[tor-commits] [stem/master] Account for attribute types in hash and equality

atagar at torproject.org atagar at torproject.org
Thu Jun 7 22:22:27 UTC 2018


commit 4306013ab6e868e99553fbb78ed14ef51a896b7d
Author: Damian Johnson <atagar at torproject.org>
Date:   Thu Jun 7 15:20:16 2018 -0700

    Account for attribute types in hash and equality
    
    Proper equality checks and hash functions should take attribute types into
    account. Unsurprisingly this uncovered a few small bugs where we forgot to
    normalize constructor inputs.
---
 docs/change_log.rst   |  3 ++-
 stem/directory.py     |  6 ++---
 stem/exit_policy.py   |  2 ++
 stem/manual.py        | 22 ++++++++--------
 stem/util/__init__.py | 69 ++++++++++++++++++++++++++++++++++++---------------
 5 files changed, 67 insertions(+), 35 deletions(-)

diff --git a/docs/change_log.rst b/docs/change_log.rst
index 944d3577..e735d6b2 100644
--- a/docs/change_log.rst
+++ b/docs/change_log.rst
@@ -22,7 +22,7 @@ Versioning
 
 Stem uses `semantic versioning <http://semver.org/>`_, which means that
 **versions consist of three numbers** (such as '**1.2.4**'). These are used to
-convey the kind of backward compatibility a release has...
+convey the kind of backward compatibility you can expect...
 
  * The first value is the **major version**. This changes infrequently, and
    indicates that backward incompatible changes have been made (such as the
@@ -80,6 +80,7 @@ The following are only available within Stem's `git repository
 
   * Fixed PyPy compatibility (:trac:`26207`)
   * Connection information from proc limited to 10,000 results
+  * Accouting for attribute types in most equality checks and hashes
 
  * **Website**
 
diff --git a/stem/directory.py b/stem/directory.py
index 5d1a352d..600c9721 100644
--- a/stem/directory.py
+++ b/stem/directory.py
@@ -352,19 +352,19 @@ class Fallback(Directory):
   .. versionadded:: 1.5.0
 
   .. versionchanged:: 1.7.0
-     Added the has_extrainfo, and header attributes which are part of
+     Added the has_extrainfo and header attributes which are part of
      the `second version of the fallback directories
      <https://lists.torproject.org/pipermail/tor-dev/2017-December/012721.html>`_.

____________

#### [Tasks and exercises]
**a.** Reproduce everything in the Stem commit post from "Proper equality checks" down to "insertions(+), 35 deletions(-)", switching "constructor inputs" to "constructor arguments".
**b.** Resume the Stem commit post after its last line and keep writing it.

#### [Information supplied]
____________

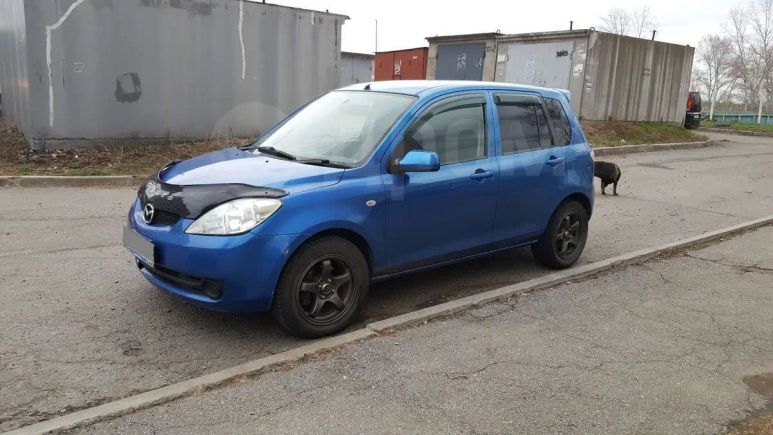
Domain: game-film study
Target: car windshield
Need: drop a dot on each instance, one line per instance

____________

#### [Answers to the problems]
**a.**
Proper equality checks and hash functions should take attribute types into
    account. Unsurprisingly this uncovered a few small bugs where we forgot to
    normalize constructor arguments.
---
 docs/change_log.rst   |  3 ++-
 stem/directory.py     |  6 ++---
 stem/exit_policy.py   |  2 ++
 stem/manual.py        | 22 ++++++++--------
 stem/util/__init__.py | 69 ++++++++++++++++++++++++++++++++++++---------------
 5 files changed, 67 insertions(+), 35 deletions(-)

**b.**
 
   :var bool has_extrainfo: **True** if the relay should be able to provide
     extrainfo descriptors, **False** otherwise.
-  :var dict header: metadata about the fallback directory file this originated from
+  :var collections.OrderedDict header: metadata about the fallback directory file this originated from
   """
 
   def __init__(self, address = None, or_port = None, dir_port = None, fingerprint = None, nickname = None, has_extrainfo = False, orport_v6 = None, header = None):
     super(Fallback, self).__init__(address, or_port, dir_port, fingerprint, nickname, orport_v6)
     self.has_extrainfo = has_extrainfo
-    self.header = header if header else OrderedDict()
+    self.header = OrderedDict(header) if header else OrderedDict()
 
   @staticmethod
   def from_cache(path = FALLBACK_CACHE_PATH):
diff --git a/stem/exit_policy.py b/stem/exit_policy.py
index 27475858..0b956db9 100644
--- a/stem/exit_policy.py
+++ b/stem/exit_policy.py
@@ -656,6 +656,8 @@ class ExitPolicyRule(object):
     # policy ::= "accept[6]" exitpattern | "reject[6]" exitpattern
     # exitpattern ::= addrspec ":" portspec
 
+    rule = stem.util.str_tools._to_unicode(rule)
+
     self.is_accept = rule.startswith('accept')
     is_ipv6_only = rule.startswith('accept6') or rule.startswith('reject6')
 
diff --git a/stem/manual.py b/stem/manual.py
index f8e7ea96..47c16d42 100644
--- a/stem/manual.py
+++ b/stem/manual.py
@@ -359,11 +359,11 @@ class Manual(object):
   :var str synopsis: brief tor command usage
   :var str description: general description of what tor does
 
-  :var dict commandline_options: mapping of commandline arguments to their descripton
-  :var dict signals: mapping of signals tor accepts to their description
-  :var dict files: mapping of file paths to their description
+  :var collections.OrderedDict commandline_options: mapping of commandline arguments to their descripton
+  :var collections.OrderedDict signals: mapping of signals tor accepts to their description
+  :var collections.OrderedDict files: mapping of file paths to their description
 
-  :var dict config_options: :class:`~stem.manual.ConfigOption` tuples for tor configuration options
+  :var collections.OrderedDict config_options: :class:`~stem.manual.ConfigOption` tuples for tor configuration options
 
   :var str man_commit: latest tor commit editing the man page when this
     information was cached
@@ -374,10 +374,10 @@ class Manual(object):
     self.name = name
     self.synopsis = synopsis
     self.description = description
-    self.commandline_options = commandline_options
-    self.signals = signals
-    self.files = files
-    self.config_options = config_options
+    self.commandline_options = OrderedDict(commandline_options)
+    self.signals = OrderedDict(signals)
+    self.files = OrderedDict(files)
+    self.config_options = OrderedDict(config_options)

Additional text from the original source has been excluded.